● **Problem description**
Format the lines from the start of the entries through the line containing "x=223, y=263" as a numbered list, including both ends and omitting any blank lines.

● **Material for the task**
◇ ◇ ◇ ◇
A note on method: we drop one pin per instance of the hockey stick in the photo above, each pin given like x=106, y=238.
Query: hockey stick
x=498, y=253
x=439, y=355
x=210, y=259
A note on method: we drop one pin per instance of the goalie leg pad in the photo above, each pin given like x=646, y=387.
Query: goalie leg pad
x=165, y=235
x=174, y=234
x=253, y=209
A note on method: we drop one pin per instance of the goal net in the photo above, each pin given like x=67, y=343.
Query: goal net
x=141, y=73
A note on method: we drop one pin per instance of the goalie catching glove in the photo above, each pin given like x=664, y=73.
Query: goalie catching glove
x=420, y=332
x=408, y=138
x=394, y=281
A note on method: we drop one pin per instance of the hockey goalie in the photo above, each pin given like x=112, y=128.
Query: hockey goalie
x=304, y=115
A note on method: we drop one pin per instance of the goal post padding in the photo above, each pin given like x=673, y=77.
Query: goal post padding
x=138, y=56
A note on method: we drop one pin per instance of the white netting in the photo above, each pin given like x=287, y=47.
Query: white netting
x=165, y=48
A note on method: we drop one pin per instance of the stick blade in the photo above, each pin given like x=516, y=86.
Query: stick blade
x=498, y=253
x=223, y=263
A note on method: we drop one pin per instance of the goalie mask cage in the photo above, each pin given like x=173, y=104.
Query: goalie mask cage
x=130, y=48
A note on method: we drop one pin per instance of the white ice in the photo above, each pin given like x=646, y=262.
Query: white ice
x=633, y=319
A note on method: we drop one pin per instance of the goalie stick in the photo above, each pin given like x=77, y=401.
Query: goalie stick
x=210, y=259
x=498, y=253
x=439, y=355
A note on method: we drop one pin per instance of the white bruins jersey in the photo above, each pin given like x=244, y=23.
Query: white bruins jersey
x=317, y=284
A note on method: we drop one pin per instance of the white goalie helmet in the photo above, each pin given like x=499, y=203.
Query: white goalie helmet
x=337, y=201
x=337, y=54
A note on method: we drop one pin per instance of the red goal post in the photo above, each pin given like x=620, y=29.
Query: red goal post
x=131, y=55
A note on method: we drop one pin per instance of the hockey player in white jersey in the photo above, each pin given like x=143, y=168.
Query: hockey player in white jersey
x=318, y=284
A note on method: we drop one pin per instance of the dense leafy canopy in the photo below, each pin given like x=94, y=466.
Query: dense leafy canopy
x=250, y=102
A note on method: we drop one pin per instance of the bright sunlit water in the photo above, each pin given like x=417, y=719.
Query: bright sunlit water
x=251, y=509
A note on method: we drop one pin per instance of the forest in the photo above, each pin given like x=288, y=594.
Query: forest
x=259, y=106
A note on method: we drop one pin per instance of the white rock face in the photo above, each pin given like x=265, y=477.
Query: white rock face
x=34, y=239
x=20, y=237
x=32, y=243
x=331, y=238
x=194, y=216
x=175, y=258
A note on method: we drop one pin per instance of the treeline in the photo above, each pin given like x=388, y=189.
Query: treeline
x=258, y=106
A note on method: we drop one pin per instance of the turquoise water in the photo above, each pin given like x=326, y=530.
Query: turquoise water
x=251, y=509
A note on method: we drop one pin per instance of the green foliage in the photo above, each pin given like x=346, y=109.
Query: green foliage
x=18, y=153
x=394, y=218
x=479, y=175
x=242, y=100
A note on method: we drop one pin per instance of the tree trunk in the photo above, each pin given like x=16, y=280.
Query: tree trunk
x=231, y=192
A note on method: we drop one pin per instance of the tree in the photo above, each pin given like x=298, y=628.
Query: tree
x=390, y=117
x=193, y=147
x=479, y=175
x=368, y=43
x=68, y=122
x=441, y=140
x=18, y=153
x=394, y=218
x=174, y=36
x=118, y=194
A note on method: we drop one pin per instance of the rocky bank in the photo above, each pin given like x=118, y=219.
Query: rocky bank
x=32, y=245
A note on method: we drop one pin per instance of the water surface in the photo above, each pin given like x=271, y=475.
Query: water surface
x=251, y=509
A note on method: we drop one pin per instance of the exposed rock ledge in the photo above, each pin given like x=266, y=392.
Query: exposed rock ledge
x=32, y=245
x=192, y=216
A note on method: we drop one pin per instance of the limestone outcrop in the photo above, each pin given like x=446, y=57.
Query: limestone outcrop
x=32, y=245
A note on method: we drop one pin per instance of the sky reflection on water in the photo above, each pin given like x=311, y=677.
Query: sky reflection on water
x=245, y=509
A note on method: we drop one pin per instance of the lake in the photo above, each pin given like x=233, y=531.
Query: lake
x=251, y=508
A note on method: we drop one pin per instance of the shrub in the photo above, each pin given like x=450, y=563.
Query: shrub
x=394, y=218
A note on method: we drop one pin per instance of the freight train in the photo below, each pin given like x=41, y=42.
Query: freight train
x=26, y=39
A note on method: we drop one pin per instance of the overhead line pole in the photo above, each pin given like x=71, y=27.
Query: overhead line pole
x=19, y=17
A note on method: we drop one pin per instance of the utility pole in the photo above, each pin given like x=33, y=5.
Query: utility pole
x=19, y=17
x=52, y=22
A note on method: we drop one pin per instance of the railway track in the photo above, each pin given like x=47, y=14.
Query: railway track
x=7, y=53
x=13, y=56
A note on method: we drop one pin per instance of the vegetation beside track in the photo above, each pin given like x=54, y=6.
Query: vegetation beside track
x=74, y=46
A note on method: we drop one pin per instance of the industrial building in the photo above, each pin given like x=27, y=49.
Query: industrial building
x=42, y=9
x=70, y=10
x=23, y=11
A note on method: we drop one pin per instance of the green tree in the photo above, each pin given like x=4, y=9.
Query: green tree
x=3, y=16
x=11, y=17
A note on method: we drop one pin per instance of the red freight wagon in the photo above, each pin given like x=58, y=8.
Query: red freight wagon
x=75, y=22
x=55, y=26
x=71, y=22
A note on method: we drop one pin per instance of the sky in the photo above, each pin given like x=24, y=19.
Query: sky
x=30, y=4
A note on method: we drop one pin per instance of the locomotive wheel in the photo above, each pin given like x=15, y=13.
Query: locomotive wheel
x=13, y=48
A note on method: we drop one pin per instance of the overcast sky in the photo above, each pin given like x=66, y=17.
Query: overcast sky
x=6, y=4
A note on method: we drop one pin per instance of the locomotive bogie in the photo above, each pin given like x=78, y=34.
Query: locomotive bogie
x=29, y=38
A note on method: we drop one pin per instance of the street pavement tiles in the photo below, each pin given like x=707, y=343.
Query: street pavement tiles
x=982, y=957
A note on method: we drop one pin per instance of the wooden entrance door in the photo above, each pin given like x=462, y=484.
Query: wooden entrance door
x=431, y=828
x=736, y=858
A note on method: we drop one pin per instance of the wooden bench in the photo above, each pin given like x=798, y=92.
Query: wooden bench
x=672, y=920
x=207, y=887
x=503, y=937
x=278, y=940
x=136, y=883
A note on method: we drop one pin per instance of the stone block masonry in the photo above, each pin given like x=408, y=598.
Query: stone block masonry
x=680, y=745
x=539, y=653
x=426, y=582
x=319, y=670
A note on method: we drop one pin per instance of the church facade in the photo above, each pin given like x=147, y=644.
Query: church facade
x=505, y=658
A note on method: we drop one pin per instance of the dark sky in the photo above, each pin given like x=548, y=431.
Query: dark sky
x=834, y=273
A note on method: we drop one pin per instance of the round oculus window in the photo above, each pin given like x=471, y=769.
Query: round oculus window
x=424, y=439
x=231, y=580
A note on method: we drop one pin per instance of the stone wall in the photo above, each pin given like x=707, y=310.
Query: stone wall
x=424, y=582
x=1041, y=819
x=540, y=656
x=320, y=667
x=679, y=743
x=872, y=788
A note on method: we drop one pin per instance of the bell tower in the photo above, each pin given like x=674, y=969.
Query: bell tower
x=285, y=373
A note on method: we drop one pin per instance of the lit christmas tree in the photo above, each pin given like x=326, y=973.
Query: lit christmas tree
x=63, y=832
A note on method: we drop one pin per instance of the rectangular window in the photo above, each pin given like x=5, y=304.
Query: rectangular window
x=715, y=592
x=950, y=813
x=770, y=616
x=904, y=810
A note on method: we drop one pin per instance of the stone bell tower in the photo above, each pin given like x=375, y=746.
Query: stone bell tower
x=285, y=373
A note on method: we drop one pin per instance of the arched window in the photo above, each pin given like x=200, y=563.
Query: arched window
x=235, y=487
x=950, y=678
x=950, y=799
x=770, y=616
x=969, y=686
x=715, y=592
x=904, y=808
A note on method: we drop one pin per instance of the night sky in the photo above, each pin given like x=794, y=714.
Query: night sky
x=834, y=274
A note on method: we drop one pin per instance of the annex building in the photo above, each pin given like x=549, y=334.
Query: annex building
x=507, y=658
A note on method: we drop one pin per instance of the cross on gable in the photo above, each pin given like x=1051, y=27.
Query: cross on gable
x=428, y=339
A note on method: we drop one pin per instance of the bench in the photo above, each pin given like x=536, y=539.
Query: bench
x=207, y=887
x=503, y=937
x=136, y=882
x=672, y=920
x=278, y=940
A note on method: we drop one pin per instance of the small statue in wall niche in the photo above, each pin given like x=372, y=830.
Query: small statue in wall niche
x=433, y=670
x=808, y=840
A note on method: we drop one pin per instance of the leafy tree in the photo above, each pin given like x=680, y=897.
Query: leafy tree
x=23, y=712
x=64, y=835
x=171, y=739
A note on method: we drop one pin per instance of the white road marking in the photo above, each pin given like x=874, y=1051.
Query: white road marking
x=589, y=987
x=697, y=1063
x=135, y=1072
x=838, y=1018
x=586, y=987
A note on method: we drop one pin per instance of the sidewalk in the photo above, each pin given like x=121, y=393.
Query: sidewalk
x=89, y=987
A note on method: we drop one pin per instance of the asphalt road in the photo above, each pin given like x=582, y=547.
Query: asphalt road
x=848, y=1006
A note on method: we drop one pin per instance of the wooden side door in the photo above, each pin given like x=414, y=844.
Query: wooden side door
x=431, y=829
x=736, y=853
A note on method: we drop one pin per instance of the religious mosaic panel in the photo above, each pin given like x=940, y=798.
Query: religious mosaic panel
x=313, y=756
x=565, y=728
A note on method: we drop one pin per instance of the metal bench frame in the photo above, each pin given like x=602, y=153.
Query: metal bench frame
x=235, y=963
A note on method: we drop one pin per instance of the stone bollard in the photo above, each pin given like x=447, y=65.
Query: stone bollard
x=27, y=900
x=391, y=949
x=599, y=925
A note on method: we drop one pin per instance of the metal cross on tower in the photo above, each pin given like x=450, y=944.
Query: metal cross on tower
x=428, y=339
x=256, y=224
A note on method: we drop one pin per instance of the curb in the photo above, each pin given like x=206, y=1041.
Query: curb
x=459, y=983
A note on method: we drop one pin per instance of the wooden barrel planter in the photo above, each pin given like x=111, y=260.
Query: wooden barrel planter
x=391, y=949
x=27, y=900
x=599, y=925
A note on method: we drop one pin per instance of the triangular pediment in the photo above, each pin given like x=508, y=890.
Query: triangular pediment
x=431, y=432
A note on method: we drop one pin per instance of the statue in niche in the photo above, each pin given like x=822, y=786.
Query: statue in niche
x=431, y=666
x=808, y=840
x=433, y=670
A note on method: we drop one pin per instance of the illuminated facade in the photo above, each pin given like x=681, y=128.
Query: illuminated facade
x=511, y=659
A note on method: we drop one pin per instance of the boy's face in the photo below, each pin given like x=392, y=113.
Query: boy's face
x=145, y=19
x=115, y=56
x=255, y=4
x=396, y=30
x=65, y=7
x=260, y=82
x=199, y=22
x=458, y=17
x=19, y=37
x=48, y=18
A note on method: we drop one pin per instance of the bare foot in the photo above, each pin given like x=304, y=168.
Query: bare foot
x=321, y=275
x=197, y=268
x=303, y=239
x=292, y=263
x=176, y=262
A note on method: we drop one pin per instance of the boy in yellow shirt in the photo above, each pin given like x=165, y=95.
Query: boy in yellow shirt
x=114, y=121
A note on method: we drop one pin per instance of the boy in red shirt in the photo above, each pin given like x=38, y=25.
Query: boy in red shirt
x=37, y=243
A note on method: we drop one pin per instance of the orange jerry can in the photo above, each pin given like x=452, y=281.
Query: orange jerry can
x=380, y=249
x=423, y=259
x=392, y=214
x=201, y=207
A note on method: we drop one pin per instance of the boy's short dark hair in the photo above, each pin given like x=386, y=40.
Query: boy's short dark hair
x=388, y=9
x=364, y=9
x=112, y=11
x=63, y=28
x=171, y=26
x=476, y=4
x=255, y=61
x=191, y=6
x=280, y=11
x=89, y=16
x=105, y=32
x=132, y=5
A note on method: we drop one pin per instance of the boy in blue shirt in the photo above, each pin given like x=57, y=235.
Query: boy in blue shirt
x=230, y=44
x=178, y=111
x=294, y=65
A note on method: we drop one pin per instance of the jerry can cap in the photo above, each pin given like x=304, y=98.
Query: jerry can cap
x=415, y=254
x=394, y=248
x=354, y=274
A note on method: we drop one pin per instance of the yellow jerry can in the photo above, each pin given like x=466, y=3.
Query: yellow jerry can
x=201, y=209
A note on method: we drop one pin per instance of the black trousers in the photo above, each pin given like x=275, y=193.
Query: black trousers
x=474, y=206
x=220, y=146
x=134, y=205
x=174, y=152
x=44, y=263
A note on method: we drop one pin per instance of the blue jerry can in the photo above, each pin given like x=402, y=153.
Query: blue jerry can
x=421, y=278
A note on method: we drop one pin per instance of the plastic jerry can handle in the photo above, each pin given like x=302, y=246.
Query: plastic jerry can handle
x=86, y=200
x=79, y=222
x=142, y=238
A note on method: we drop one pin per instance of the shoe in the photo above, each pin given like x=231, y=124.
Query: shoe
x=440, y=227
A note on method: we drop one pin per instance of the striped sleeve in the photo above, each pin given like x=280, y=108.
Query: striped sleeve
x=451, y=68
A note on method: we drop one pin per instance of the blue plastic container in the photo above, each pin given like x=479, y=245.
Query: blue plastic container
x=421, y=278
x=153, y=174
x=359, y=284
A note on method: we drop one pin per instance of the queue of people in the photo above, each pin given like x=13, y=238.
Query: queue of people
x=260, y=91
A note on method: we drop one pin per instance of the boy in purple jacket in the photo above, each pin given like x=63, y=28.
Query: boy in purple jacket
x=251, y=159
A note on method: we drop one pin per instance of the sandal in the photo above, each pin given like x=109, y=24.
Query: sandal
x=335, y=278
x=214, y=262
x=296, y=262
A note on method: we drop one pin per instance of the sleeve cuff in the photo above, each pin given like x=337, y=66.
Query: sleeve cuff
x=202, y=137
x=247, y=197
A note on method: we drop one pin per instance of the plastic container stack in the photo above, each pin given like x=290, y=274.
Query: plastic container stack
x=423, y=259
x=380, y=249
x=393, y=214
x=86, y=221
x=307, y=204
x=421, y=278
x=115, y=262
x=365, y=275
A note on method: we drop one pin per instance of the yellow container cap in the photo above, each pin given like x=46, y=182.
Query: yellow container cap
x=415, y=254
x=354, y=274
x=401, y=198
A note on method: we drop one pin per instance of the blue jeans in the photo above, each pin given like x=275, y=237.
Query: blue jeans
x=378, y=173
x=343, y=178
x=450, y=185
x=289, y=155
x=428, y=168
◇ ◇ ◇ ◇
● **Answer to this task**
1. A note on method: we drop one pin per instance of the hockey stick in the photo above, each pin given like x=106, y=238.
2. Query: hockey stick
3. x=498, y=253
4. x=439, y=355
5. x=210, y=259
6. A note on method: we drop one pin per instance of the goalie leg pad in the photo above, each pin given like x=646, y=387.
7. Query: goalie leg pad
8. x=165, y=235
9. x=174, y=234
10. x=253, y=209
11. A note on method: we drop one pin per instance of the goal net in the photo above, each pin given like x=67, y=343.
12. Query: goal net
13. x=141, y=73
14. A note on method: we drop one pin per instance of the goalie catching glove in the photo above, each pin given like x=664, y=73.
15. Query: goalie catching glove
16. x=420, y=332
17. x=408, y=138
18. x=394, y=281
19. A note on method: we drop one pin per instance of the hockey goalie in the photo above, each pin given like x=112, y=128.
20. Query: hockey goalie
21. x=304, y=115
22. A note on method: we drop one pin per instance of the goal post padding in the photo above, each pin given like x=673, y=77.
23. Query: goal post padding
24. x=138, y=56
25. A note on method: we drop one pin per instance of the white netting in the photo above, each pin given like x=287, y=47.
26. Query: white netting
27. x=165, y=48
28. A note on method: we drop one pin per instance of the stick blade in the photo above, each pin given like x=516, y=86.
29. Query: stick blade
30. x=498, y=253
31. x=223, y=263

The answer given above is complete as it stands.